Location identification entries
•••••

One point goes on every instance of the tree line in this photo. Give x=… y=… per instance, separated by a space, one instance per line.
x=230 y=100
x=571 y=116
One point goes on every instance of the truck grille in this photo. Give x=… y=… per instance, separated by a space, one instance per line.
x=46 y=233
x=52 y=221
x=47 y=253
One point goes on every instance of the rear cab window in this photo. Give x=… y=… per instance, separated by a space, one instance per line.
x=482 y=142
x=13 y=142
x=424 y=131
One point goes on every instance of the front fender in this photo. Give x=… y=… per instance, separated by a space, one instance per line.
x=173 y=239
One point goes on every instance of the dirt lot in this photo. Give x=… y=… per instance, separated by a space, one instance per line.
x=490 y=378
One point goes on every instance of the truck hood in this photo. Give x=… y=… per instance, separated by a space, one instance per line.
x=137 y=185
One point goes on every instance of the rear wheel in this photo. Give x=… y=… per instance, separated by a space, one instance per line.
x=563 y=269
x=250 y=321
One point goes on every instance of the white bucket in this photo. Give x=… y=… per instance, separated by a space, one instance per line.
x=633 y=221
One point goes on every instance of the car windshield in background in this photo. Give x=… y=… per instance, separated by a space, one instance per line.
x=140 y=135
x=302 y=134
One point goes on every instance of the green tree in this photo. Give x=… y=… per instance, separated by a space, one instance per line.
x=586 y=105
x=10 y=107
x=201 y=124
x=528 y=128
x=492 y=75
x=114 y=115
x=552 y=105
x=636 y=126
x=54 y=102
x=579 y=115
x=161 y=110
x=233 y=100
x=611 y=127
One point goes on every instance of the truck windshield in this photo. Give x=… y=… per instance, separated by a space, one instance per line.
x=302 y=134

•••••

CHALLENGE | Retype the listing above in full, with no alterations.

THE RESPONSE |
One point goes on every instance of the tree line in this photo. Give x=… y=… per instance, separated by a space, one instance per line.
x=230 y=100
x=571 y=116
One point goes on every instance of the truck grille in this photo. Give x=… y=… per instance, separated by a space, one instance per line.
x=46 y=233
x=52 y=221
x=47 y=253
One point goes on every instance of the rear cab window in this photo. Give x=… y=… per instance, separated by a space, one instance per line.
x=482 y=142
x=13 y=142
x=424 y=131
One point goes on every instance of the front fender in this photo. Give x=… y=… per instance, separated by a space, one instance per line.
x=173 y=239
One point goes on every instance of the dirt lot in this photo. Give x=… y=… per instance, separated by a space, one instance per line.
x=490 y=378
One point goes on every instance of the truck hood in this photo. Give x=… y=… per instance, separated by a space, one instance per line.
x=137 y=185
One point goes on every instance of the rear wheel in this photo. Give x=… y=… per instance, separated by a space, one instance per line.
x=563 y=269
x=250 y=321
One point goes on every instance of the white bucket in this photo. Give x=… y=… per instance, separated by a space, one instance per line.
x=633 y=221
One point goes on every instance of the car windshield in background in this photo. Give x=… y=… per instance, separated by a space, one instance per line.
x=140 y=135
x=302 y=134
One point goes on every instance of the green tree in this photo. Give x=… y=… per instance, separated by a space, one instance per line.
x=586 y=105
x=10 y=107
x=201 y=124
x=528 y=128
x=492 y=75
x=114 y=115
x=552 y=105
x=636 y=126
x=54 y=102
x=579 y=115
x=161 y=110
x=233 y=100
x=611 y=127
One point goes on every instance of the truck windshield in this photo. Give x=… y=… per instance, separated by a space, one instance per line.
x=302 y=134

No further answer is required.